■ **WHAT YOU ARE ASKED TO DO**:
Reproduce the lines of the data below verbatim, starting with the line that contains "goalie stick, placed" and continuing through the last line of the data, with both ends included.

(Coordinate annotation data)
= = = = =

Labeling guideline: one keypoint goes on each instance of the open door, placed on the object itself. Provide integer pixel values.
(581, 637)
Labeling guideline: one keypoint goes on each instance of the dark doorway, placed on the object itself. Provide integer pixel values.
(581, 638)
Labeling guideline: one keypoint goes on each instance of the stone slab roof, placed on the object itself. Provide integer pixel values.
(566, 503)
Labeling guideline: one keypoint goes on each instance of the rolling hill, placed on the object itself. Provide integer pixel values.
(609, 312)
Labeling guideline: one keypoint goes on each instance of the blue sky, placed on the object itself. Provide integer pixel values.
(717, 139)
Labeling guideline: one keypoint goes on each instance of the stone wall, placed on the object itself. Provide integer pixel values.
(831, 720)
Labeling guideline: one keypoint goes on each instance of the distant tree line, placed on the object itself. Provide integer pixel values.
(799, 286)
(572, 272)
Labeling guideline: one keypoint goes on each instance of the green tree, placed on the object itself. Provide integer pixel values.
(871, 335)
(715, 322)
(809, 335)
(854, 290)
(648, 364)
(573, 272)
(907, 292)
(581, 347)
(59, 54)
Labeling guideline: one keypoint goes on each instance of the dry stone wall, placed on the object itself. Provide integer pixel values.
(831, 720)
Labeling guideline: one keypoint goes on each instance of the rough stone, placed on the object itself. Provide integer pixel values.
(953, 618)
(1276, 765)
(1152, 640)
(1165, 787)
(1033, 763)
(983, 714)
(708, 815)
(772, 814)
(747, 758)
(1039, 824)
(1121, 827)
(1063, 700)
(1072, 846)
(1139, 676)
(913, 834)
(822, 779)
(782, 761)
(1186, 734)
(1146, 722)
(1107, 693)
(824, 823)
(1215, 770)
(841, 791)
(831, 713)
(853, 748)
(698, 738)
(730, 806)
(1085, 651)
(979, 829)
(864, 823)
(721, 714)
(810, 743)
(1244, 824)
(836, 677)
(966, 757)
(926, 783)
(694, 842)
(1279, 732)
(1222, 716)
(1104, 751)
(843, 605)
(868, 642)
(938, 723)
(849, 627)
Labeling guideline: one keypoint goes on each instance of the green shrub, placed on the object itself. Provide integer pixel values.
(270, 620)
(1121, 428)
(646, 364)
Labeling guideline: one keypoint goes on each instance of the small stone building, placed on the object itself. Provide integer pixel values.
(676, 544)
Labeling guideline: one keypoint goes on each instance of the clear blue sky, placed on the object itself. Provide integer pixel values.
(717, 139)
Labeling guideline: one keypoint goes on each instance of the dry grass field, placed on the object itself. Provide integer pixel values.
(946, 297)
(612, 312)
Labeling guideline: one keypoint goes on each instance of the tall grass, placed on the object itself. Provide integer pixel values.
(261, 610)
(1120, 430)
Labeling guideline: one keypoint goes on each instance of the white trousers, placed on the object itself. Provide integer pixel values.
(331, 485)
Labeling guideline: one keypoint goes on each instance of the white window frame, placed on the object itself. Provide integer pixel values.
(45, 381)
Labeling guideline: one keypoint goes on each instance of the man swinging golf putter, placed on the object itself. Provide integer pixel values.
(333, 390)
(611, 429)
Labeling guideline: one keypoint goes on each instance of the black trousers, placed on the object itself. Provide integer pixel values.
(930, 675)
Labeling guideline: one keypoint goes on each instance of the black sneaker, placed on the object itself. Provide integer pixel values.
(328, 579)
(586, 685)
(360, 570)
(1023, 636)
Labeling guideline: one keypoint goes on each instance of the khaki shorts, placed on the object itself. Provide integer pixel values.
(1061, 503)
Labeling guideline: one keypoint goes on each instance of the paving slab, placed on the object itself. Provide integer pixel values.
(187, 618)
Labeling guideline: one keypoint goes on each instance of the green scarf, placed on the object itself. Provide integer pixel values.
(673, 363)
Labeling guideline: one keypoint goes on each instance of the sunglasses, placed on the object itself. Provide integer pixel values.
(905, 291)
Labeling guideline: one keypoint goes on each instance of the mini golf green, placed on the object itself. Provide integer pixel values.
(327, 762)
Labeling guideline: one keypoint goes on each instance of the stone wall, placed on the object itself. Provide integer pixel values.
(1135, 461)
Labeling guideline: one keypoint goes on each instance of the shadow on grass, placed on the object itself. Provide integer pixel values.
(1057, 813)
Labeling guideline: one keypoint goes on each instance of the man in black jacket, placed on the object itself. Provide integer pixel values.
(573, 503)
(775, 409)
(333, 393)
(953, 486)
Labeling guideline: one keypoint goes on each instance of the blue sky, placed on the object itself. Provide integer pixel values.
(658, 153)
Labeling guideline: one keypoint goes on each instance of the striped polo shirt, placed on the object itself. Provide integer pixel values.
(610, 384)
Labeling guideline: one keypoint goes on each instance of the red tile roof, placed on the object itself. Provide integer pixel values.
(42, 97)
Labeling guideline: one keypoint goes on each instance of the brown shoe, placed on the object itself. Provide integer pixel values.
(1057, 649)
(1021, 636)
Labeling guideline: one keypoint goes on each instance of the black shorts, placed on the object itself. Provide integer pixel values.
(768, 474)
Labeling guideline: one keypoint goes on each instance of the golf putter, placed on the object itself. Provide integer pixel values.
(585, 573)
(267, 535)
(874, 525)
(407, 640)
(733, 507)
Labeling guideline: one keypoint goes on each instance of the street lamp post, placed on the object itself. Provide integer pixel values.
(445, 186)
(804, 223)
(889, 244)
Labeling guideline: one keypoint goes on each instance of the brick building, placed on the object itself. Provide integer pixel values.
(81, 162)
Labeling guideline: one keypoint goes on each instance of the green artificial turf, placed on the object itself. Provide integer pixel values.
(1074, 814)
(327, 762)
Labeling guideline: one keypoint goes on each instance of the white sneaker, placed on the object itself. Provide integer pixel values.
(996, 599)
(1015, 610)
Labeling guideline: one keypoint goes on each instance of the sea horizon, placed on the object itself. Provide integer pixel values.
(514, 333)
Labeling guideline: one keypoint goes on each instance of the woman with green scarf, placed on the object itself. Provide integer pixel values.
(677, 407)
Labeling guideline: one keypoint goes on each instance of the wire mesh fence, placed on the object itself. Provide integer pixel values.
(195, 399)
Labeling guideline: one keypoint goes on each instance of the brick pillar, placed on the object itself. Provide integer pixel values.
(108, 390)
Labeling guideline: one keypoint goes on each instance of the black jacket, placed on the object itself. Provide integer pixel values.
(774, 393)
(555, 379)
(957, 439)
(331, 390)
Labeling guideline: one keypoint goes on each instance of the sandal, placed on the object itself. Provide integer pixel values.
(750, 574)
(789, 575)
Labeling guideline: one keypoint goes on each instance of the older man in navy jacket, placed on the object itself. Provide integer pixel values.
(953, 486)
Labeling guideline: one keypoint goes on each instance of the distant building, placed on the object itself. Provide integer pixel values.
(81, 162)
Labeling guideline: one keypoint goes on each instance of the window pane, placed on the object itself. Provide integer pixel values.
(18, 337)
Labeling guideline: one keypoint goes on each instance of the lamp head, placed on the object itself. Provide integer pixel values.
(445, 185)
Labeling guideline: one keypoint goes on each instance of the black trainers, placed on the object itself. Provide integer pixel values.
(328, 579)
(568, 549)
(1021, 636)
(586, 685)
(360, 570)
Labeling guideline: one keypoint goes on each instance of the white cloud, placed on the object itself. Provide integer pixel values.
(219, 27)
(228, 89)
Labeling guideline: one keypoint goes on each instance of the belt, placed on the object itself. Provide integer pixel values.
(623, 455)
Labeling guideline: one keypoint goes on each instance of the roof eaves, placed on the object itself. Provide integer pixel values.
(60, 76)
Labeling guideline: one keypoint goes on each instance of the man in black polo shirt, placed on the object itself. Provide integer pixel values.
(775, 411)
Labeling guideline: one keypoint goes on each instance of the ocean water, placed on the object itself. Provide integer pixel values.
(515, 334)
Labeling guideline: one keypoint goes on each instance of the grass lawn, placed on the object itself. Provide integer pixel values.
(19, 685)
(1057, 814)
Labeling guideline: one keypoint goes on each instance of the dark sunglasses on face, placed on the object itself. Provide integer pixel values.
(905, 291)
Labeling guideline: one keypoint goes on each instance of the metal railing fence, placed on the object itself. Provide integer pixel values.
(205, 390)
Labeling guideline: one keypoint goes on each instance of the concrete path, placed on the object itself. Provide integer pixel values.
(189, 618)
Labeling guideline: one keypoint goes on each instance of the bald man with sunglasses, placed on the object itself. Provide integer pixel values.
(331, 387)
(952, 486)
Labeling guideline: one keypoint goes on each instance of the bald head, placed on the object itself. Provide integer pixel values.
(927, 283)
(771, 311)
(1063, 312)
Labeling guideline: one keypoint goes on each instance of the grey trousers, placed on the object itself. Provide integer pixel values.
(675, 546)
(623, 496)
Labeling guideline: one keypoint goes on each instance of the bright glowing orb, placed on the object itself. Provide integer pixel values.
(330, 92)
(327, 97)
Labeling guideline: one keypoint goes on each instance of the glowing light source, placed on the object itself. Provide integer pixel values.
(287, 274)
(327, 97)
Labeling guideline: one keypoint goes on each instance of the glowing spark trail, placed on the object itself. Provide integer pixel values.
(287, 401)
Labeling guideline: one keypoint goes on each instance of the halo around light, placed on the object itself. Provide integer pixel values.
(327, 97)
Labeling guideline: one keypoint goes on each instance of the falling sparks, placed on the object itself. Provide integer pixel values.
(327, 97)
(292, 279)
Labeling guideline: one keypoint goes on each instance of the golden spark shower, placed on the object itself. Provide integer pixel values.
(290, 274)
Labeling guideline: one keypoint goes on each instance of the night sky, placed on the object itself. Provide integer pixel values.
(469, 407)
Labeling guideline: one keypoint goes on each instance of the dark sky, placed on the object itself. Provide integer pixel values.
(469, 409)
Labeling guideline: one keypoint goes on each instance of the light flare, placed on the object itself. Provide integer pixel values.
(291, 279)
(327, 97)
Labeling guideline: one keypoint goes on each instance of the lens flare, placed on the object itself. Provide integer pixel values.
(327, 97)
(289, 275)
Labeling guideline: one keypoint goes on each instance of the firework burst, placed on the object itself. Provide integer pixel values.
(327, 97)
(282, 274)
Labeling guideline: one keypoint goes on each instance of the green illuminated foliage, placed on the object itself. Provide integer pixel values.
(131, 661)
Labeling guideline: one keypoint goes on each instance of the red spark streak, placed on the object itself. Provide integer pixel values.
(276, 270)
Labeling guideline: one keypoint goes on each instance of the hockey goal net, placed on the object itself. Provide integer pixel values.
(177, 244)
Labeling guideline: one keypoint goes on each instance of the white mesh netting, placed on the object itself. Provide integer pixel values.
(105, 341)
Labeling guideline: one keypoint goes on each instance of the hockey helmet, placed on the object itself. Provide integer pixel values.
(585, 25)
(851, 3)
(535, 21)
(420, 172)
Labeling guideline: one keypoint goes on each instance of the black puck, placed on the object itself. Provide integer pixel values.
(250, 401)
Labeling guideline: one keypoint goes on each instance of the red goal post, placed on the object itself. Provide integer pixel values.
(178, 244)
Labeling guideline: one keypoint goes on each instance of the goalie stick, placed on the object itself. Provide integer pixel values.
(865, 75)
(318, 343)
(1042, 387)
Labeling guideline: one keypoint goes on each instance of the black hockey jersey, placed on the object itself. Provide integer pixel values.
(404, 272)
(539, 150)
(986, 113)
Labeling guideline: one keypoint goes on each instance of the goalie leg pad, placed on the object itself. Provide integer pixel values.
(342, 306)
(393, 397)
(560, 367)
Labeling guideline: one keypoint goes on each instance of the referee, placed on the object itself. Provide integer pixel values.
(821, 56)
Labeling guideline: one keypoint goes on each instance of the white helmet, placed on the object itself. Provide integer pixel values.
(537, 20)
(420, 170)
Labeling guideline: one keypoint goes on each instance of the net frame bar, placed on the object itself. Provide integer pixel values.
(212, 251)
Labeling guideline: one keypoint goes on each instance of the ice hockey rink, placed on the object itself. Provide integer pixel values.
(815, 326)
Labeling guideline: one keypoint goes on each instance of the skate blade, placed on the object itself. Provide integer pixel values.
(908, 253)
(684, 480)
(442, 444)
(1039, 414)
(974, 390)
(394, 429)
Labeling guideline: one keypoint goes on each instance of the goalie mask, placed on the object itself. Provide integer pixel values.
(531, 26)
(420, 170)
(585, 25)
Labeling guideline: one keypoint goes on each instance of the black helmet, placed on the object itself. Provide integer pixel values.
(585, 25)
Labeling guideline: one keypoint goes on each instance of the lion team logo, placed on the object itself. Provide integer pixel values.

= = = = =

■ **WORKED ANSWER**:
Labeling guideline: one keypoint goes on each instance of the goalie stick, placed on the object itself. Provide integer pixel values.
(865, 75)
(318, 343)
(1042, 387)
Labeling guideline: one keypoint goes on each instance of the black hockey jersey, placed on the object itself. Provide integer pixel values.
(404, 272)
(539, 150)
(986, 113)
Labeling guideline: one keypoint goes on each instance of the goalie leg pad, placed on the object itself. Provide integer pixel values.
(342, 306)
(393, 397)
(560, 367)
Labeling guideline: one keypoint goes on each instance of the referee, placed on the object itself. Provide integer pixel values.
(821, 56)
Labeling guideline: one keypoint goes on each instance of the white helmet, placed on the object itself. Provide integer pixel values.
(537, 20)
(420, 170)
Labeling guideline: one keypoint goes on each instance of the net frame bar, placed on the object itself. Provide integer pixel values.
(212, 251)
Labeling guideline: one keypoint goes on each instance of the ice hockey rink, placed on the object itself. Provide integer pixel values.
(815, 326)
Labeling guideline: one keypoint goes on each instance of the skate blade, placed on the object itself. Provide integer pixel values.
(908, 253)
(684, 480)
(442, 444)
(1039, 414)
(974, 390)
(394, 429)
Labeling guideline: one keypoint goes on each instance of the goalie mask, placed on the object itself. Provide integer pixel values.
(531, 26)
(420, 170)
(585, 25)
Labeling guideline: one keypoint goes on each instance of the black helmet, placed on the object itself. Provide integer pixel values.
(585, 25)
Labeling guideline: one keypoint goes on each instance of the lion team logo, placed on the object itself. Provide integer pixel values.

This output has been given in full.